Stored data:
►

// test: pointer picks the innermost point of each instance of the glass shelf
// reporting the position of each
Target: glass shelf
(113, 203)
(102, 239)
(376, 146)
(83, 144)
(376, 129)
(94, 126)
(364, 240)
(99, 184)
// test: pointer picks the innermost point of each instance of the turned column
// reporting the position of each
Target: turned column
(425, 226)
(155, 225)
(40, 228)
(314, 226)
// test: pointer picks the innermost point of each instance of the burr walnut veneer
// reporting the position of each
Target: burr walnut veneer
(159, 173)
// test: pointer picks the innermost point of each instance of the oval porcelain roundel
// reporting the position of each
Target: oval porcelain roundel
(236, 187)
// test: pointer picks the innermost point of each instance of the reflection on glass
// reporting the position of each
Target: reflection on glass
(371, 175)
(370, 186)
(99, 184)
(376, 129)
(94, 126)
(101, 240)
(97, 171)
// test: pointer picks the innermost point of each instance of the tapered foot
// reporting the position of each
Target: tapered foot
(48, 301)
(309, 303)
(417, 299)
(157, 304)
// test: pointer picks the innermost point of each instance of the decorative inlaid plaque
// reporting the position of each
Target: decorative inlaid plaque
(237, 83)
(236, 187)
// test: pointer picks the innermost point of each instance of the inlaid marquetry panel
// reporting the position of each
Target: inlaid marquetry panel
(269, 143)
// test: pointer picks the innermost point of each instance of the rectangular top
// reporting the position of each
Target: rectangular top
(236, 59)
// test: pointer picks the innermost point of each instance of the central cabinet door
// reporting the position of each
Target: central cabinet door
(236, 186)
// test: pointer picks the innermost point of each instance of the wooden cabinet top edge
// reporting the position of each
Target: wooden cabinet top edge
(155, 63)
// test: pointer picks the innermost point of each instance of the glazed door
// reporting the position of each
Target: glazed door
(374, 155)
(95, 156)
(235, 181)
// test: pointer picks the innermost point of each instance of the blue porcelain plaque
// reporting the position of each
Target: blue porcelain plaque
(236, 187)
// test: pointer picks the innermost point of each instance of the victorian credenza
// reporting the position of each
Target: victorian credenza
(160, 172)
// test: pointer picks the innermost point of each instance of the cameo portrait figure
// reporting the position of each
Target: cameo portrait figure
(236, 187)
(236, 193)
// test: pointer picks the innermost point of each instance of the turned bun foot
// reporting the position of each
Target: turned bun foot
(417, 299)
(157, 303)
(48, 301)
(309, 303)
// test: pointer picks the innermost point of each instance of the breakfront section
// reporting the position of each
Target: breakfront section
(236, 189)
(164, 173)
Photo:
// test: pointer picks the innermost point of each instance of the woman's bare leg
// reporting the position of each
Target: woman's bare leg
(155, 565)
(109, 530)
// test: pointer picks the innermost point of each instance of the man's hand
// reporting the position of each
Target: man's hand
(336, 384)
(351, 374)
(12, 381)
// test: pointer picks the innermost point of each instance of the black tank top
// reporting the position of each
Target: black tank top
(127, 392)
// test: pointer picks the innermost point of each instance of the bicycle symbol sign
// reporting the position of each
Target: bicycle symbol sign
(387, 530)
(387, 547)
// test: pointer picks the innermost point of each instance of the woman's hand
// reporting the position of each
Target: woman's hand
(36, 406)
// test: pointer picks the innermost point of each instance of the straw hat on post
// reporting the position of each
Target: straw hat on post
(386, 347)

◄

Aim:
Print out every entry, keeping each one exact.

Answer to the task:
// test: pointer picks the innermost point of each instance of the glass shelf
// reporting the position of each
Target: glass shelf
(113, 203)
(102, 239)
(376, 146)
(83, 144)
(376, 129)
(94, 126)
(364, 240)
(99, 184)
// test: pointer picks the innermost point of each instance of the turned column
// reporting the position of each
Target: turned column
(425, 226)
(155, 225)
(40, 228)
(314, 226)
// test: pointer picks the innermost point of each instance of the burr walnut veneer
// reporting the position of each
Target: burr walnut veneer
(159, 173)
// test: pointer picks the innermost point of each instance of the oval porcelain roundel
// reporting the position of each
Target: oval porcelain roundel
(236, 187)
// test: pointer picks the innermost point of each instance of the reflection on glass
// reporting the position of each
Target: reflection on glass
(371, 175)
(370, 186)
(99, 184)
(376, 129)
(94, 126)
(101, 240)
(97, 171)
// test: pointer picks the innermost point of each instance of the tapered foot
// reporting the position of each
Target: tapered foot
(48, 301)
(309, 303)
(417, 299)
(157, 304)
// test: pointer picks the innermost point of each instance of the decorative inlaid plaque
// reporting the position of each
Target: decorative inlaid plaque
(237, 83)
(236, 187)
// test: pointer picks the innermost point of each instance of the inlaid marquetry panel
// reporting the position of each
Target: inlaid marquetry panel
(269, 143)
// test: pointer picks the innermost point of each instance of the rectangular top
// reporting the position of each
Target: rectangular top
(236, 59)
// test: pointer picks the innermost point of each instance of the central cabinet door
// reporting the position of each
Target: central cabinet door
(236, 186)
// test: pointer picks the innermost point of each instance of the wooden cabinet top edge
// reporting the position of each
Target: wooden cabinet top edge
(155, 63)
// test: pointer picks the innermost point of each instance of the glazed door
// reporting the position of each
Target: glazed door
(374, 155)
(95, 156)
(235, 181)
// test: pointer picks the innermost point of each instance of the blue porcelain plaque
// reporting the position of each
Target: blue porcelain plaque
(236, 187)
// test: pointer picks the innermost point of each instance of the victorian credenza
// reporting the position of each
Target: victorian credenza
(160, 172)
// test: pointer picks the innermost point of each instance of the cameo portrait figure
// reporting the position of each
Target: cameo portrait figure
(236, 187)
(236, 193)
// test: pointer picks the innermost point of each instance of the turned bun foot
// reporting the position of each
Target: turned bun foot
(417, 299)
(157, 303)
(48, 301)
(309, 303)
// test: pointer picks the innermost point of each instance of the breakfront section
// reporting the position of each
Target: breakfront section
(236, 189)
(164, 173)
Photo:
// test: pointer picks the innermost point of each instance of the woman's bare leg
// reporting the position of each
Target: woman's bare leg
(155, 565)
(109, 530)
// test: pointer picks the innermost point of each instance of the man's hand
// reporting the position of each
Target: man's hand
(336, 384)
(351, 374)
(12, 381)
// test: pointer picks the innermost point of each instance of the black tank top
// reporting the position of each
Target: black tank top
(127, 392)
// test: pointer picks the innermost point of each instance of the bicycle symbol sign
// reporting the position of each
Target: bicycle symbol sign
(387, 530)
(387, 547)
// test: pointer picks the innermost point of each instance of the woman's hand
// reporting the position of each
Target: woman's hand
(36, 406)
// test: pointer picks the innermost point of each instance of the straw hat on post
// reporting the position of each
Target: straw hat on post
(386, 347)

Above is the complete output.